* Goal of the exercise *
Can you echo the rows below word for word, starting at the one containing "Each instance of the black" and ending at the one containing "pixel 700 15", with both included?

* Exercise materials *
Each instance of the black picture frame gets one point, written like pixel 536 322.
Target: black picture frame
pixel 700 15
--
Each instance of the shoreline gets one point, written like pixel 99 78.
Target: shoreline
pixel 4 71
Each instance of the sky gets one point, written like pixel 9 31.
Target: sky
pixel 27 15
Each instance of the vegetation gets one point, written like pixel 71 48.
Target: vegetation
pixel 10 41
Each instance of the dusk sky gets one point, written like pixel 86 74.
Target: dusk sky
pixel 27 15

* Answer for the task *
Each instance of the black picture frame gets one point, written like pixel 536 322.
Target: black picture frame
pixel 700 15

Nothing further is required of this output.